Can you reproduce, word for word, the rows from the line containing "Identify every instance of the arm" through the line containing "(145, 1119)", with both of those lines included?
--- Start DATASET EXCERPTS ---
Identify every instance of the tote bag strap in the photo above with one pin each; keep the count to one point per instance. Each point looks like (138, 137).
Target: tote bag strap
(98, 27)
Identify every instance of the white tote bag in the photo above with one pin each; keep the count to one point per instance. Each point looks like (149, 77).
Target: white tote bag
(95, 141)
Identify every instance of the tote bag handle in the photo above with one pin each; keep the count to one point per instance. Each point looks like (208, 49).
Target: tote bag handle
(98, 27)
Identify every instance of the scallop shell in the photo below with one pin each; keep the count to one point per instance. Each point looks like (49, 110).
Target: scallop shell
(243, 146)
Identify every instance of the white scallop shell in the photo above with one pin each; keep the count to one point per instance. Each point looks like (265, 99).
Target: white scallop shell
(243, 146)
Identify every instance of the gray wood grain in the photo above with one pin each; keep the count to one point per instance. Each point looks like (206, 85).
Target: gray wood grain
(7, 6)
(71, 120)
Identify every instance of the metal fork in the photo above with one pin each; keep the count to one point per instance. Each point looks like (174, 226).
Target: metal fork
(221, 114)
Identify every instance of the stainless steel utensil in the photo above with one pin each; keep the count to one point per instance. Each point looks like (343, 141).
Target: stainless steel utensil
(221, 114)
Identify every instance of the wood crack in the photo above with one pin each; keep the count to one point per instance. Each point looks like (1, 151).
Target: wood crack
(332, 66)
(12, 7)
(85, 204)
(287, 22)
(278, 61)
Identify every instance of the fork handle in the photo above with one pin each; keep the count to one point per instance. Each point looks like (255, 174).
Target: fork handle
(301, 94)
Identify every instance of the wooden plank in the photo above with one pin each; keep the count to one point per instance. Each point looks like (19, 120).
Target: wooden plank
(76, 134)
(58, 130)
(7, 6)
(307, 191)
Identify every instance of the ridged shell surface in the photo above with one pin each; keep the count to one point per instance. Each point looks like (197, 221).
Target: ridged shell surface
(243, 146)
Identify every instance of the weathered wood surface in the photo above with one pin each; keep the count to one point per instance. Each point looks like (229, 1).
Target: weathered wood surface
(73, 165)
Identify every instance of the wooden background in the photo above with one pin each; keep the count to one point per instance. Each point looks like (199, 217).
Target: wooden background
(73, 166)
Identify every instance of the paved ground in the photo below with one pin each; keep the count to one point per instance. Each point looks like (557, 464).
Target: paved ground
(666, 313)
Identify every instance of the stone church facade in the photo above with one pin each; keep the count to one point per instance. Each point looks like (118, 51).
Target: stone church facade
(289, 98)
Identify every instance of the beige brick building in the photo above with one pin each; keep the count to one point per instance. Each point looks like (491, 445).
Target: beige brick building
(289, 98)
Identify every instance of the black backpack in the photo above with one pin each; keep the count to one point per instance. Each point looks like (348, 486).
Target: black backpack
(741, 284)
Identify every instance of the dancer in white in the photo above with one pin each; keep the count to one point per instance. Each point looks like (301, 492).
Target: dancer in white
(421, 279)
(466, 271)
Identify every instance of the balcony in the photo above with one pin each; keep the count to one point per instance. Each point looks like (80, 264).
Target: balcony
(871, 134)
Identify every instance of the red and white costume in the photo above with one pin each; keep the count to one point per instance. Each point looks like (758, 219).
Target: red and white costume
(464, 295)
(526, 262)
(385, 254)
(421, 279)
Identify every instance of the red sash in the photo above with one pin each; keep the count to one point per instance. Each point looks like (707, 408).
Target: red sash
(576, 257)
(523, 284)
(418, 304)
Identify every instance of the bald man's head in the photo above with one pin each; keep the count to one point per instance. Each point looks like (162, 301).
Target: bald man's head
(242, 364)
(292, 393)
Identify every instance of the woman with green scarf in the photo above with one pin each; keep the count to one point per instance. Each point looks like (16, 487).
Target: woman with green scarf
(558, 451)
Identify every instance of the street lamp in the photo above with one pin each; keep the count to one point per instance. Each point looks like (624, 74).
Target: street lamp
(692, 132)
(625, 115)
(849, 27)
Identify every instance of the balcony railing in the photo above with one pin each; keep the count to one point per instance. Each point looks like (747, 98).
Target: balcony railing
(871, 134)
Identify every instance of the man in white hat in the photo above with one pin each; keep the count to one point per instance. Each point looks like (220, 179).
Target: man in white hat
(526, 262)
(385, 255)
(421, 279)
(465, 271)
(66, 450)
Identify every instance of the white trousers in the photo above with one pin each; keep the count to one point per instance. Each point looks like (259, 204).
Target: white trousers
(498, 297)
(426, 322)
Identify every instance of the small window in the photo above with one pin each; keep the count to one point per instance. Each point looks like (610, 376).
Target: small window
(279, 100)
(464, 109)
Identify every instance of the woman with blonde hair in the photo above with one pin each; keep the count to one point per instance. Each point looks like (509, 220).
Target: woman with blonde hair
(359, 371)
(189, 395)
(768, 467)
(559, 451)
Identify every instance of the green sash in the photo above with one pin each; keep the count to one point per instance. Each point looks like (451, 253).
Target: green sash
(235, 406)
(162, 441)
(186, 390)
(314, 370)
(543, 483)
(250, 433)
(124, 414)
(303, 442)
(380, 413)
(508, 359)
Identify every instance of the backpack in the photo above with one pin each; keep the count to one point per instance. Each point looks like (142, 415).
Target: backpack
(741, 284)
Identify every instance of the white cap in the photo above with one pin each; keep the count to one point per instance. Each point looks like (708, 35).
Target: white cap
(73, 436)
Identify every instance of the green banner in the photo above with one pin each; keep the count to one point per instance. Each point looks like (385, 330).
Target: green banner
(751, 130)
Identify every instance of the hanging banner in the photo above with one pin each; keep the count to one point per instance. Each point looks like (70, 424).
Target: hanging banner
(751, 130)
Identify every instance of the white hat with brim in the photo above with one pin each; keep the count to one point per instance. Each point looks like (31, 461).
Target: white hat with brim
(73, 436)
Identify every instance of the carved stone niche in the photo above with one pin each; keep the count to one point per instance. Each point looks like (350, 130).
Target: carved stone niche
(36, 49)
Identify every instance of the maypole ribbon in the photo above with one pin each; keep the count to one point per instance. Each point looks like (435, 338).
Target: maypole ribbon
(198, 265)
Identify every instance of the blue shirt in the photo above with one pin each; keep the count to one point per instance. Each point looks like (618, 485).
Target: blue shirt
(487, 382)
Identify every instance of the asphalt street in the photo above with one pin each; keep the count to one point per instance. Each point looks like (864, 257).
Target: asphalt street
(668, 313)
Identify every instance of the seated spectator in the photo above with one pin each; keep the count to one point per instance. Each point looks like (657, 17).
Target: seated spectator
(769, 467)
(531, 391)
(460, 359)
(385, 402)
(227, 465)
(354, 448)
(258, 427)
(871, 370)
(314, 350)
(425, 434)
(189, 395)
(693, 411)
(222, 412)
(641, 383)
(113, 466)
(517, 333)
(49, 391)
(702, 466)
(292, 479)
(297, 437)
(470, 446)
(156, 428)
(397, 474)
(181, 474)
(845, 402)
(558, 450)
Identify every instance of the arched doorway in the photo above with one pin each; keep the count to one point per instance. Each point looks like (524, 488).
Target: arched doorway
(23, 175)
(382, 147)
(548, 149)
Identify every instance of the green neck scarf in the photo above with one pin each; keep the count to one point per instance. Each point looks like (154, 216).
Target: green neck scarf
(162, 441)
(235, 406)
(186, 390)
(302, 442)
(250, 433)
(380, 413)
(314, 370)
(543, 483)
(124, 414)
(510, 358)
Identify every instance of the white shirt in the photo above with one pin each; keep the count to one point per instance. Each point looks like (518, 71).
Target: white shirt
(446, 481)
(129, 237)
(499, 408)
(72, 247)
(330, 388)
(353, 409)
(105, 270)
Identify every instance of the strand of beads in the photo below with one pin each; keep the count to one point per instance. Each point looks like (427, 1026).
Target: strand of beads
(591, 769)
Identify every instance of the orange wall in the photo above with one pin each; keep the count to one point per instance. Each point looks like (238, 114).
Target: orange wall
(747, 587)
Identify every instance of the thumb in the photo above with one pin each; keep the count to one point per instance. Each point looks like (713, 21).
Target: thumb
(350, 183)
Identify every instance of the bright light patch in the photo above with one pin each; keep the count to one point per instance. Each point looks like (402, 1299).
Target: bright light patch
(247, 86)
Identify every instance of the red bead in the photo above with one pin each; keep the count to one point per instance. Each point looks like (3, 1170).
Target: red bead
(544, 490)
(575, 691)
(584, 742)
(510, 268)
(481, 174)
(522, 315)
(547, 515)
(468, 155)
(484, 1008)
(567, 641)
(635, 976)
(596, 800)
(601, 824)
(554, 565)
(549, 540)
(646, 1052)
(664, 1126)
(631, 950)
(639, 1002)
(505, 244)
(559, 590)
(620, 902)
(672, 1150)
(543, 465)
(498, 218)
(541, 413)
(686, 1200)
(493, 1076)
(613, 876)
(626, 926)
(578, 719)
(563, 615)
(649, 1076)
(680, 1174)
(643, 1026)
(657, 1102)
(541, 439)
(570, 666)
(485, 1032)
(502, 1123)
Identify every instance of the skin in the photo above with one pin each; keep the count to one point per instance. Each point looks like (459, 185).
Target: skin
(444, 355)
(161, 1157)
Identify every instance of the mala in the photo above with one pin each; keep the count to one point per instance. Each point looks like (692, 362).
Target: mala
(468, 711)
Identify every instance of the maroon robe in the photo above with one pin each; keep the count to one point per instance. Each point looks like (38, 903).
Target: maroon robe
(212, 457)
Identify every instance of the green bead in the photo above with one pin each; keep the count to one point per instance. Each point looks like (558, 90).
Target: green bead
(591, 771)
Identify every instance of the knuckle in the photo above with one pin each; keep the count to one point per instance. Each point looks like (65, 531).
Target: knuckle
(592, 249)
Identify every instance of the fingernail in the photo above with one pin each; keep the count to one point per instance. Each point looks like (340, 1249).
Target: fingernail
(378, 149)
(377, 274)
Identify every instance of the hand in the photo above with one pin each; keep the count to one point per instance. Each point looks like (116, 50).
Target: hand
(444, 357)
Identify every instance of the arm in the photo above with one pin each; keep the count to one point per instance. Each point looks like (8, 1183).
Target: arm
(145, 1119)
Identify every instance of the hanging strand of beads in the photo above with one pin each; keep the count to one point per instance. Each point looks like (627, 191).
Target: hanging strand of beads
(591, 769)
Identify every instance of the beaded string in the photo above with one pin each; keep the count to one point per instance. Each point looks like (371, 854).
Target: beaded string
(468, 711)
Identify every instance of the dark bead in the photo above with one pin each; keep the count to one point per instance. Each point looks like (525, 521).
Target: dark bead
--- End DATASET EXCERPTS ---
- **COMPLETED EXERCISE**:
Identify every instance of the arm in the photo above with one pin each; keep the count to one point per instance. Each point looks like (8, 1183).
Target: arm
(145, 1119)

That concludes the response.